_RECORDS SUPPLIED_:
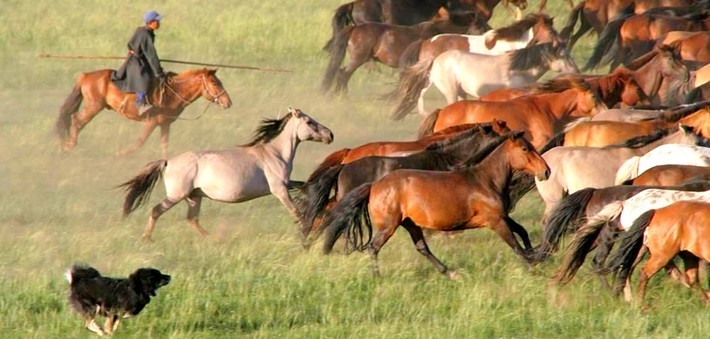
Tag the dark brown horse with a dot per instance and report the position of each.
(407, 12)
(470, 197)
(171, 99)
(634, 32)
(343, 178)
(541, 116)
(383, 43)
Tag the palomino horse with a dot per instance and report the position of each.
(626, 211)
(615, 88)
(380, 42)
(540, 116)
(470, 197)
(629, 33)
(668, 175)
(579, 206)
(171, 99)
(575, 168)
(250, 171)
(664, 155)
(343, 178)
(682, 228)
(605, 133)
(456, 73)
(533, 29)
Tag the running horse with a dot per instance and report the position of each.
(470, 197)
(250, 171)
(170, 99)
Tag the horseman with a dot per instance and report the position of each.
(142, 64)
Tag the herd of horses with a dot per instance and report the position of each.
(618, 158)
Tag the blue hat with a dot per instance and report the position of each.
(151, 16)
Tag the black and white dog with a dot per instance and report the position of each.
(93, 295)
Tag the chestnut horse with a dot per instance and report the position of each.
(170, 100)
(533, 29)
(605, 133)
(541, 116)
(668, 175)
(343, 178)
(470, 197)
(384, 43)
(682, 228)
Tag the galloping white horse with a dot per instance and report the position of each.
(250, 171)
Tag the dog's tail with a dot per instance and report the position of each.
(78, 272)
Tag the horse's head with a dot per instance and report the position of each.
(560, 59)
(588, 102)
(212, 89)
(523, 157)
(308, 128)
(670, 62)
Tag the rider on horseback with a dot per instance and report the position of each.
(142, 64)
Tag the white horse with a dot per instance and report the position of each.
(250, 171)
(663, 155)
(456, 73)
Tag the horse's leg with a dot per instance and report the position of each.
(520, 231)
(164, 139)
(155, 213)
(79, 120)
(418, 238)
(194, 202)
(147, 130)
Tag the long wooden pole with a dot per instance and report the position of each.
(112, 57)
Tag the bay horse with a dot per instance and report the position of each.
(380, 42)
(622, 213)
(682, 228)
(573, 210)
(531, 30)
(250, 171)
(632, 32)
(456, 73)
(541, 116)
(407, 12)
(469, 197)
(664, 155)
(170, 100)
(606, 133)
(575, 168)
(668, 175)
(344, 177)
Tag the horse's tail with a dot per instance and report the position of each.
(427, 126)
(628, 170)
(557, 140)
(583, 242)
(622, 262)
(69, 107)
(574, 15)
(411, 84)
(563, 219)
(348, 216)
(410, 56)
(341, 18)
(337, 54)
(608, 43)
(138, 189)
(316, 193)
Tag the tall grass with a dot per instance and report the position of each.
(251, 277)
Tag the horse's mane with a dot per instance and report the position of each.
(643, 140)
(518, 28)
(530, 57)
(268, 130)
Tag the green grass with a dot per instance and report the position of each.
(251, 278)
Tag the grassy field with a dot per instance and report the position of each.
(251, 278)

--

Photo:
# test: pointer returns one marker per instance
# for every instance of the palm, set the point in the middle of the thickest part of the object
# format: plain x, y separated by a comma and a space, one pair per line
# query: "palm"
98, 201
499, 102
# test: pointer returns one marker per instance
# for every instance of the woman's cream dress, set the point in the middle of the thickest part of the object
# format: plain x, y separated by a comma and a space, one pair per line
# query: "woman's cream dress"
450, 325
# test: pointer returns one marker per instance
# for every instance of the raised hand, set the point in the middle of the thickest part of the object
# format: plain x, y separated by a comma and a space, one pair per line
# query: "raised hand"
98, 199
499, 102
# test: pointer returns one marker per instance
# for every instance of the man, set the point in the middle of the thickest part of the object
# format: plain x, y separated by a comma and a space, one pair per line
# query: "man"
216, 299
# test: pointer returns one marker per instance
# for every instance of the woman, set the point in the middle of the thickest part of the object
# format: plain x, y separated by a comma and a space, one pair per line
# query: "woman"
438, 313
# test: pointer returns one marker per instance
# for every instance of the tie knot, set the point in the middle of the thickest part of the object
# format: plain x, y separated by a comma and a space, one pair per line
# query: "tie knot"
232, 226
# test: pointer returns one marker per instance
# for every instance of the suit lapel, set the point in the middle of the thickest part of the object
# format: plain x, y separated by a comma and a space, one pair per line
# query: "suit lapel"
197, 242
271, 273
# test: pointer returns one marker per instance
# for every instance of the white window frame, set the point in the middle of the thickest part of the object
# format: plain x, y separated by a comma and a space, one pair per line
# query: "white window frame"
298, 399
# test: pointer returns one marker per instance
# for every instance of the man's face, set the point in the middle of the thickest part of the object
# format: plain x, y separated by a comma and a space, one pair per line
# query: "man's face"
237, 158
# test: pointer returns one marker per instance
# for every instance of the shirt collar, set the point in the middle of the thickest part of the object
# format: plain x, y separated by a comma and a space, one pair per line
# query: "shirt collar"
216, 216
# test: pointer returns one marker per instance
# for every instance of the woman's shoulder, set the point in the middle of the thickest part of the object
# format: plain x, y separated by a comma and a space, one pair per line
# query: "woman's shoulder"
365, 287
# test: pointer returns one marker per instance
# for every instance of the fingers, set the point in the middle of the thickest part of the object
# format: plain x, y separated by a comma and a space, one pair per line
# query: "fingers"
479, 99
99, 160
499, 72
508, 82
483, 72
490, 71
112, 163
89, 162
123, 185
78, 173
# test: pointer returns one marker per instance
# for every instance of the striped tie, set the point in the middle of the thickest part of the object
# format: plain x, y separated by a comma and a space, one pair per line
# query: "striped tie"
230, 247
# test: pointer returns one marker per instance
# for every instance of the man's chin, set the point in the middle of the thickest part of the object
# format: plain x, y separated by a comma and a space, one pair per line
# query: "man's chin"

---

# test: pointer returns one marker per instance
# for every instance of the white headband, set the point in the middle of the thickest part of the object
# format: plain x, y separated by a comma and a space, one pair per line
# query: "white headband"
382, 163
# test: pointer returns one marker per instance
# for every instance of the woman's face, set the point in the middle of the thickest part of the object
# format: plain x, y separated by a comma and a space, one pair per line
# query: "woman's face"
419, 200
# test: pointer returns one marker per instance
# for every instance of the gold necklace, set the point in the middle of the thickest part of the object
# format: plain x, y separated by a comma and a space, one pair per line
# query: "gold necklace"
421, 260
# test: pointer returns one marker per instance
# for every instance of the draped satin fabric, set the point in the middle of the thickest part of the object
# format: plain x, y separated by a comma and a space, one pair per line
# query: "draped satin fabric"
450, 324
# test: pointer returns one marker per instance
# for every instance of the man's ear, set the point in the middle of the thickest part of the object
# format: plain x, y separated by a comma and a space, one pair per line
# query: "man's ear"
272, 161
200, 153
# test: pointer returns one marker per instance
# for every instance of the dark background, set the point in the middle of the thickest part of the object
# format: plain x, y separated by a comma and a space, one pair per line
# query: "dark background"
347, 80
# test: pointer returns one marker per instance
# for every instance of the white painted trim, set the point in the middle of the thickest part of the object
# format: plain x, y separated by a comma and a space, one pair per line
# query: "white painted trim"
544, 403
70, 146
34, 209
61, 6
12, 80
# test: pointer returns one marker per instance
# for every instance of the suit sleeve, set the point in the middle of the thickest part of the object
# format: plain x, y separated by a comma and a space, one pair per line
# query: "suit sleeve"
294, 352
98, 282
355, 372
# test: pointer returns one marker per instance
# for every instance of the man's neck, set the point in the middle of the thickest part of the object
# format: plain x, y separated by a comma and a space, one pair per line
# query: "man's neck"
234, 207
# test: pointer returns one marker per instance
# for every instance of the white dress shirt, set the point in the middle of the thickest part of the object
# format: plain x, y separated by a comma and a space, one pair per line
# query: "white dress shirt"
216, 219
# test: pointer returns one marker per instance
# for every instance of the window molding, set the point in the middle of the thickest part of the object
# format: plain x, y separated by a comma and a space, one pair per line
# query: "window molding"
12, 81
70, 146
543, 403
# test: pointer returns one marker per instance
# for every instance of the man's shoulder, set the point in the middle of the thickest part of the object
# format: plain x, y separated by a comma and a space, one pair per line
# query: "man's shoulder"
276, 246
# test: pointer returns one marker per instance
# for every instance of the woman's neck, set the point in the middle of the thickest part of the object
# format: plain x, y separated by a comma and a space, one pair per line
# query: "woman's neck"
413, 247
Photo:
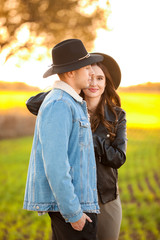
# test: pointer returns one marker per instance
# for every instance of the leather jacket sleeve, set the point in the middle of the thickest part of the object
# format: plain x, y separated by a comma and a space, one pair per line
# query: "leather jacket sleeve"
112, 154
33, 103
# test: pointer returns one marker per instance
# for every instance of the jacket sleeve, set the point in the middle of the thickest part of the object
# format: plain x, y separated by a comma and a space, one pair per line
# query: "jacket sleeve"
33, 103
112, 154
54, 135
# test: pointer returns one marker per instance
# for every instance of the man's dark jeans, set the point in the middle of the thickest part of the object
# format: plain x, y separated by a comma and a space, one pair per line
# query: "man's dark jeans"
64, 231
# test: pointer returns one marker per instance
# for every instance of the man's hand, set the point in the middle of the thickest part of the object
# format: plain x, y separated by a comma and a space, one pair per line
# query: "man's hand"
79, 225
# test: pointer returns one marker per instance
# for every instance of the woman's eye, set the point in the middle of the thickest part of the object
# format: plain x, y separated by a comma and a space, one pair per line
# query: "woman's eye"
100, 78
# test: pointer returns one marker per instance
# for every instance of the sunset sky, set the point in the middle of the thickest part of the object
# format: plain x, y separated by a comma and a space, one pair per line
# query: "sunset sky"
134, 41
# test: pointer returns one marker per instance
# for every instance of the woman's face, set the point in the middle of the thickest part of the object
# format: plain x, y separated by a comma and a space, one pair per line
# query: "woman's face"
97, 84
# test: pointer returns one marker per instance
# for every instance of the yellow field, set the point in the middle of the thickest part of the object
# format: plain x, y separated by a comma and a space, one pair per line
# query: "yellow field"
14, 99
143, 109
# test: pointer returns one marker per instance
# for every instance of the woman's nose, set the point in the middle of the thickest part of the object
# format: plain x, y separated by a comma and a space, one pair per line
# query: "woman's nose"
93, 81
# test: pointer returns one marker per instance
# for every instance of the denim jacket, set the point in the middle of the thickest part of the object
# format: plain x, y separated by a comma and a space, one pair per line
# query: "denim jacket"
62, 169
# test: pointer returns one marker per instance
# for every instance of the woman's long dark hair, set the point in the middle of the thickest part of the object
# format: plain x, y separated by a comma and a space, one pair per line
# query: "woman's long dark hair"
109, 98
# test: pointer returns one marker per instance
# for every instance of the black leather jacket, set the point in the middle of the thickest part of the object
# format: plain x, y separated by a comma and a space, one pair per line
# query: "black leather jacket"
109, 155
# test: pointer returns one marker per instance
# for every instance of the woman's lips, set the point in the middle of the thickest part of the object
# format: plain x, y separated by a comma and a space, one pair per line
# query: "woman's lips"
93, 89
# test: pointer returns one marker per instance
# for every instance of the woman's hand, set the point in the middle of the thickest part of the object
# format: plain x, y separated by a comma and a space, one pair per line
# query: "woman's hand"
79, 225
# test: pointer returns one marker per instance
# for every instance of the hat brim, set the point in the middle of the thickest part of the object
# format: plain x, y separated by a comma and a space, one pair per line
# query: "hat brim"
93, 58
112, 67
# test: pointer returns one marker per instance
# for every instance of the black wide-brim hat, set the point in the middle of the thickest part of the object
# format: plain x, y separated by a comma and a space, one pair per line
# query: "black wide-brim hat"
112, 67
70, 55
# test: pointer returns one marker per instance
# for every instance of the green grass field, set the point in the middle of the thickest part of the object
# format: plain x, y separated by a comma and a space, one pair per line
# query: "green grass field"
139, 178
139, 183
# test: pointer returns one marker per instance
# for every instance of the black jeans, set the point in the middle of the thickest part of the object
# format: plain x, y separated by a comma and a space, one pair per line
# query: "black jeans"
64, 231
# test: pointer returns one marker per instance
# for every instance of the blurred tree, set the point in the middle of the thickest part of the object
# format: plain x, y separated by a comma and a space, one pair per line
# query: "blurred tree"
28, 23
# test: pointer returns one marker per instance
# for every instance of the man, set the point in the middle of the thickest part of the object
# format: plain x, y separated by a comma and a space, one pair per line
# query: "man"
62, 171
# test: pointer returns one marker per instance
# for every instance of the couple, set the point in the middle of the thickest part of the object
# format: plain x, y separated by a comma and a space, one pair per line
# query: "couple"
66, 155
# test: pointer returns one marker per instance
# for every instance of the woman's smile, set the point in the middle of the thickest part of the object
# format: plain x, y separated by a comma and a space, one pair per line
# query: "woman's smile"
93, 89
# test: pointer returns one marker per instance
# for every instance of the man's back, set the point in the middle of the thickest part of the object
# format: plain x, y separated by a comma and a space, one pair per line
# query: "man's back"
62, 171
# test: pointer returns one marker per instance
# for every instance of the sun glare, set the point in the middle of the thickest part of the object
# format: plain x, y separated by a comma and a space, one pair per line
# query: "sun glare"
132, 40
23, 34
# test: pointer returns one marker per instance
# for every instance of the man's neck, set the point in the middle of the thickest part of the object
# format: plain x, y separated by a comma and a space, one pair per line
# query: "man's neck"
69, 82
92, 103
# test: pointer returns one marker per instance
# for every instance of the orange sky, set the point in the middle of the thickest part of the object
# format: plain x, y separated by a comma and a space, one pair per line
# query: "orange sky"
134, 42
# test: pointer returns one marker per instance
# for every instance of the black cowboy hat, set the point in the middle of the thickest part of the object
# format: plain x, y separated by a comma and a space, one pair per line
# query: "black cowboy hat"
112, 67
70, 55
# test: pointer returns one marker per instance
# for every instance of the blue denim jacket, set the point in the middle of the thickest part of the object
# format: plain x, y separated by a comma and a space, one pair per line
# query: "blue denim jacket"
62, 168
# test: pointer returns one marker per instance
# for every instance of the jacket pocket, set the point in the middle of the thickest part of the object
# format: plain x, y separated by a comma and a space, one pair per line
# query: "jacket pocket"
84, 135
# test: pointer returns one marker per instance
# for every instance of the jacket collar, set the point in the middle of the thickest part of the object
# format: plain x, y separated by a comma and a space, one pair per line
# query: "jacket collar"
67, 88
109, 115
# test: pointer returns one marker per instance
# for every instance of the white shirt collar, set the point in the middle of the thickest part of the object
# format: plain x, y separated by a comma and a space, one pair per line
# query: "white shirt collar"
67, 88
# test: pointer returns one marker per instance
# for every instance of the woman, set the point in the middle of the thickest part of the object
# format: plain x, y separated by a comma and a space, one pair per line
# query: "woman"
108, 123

_WHAT YOU SHOULD DO_: Go through the material line by line and work out how many lines include the string "chin". Reply with the number only.

_RESULT_: 2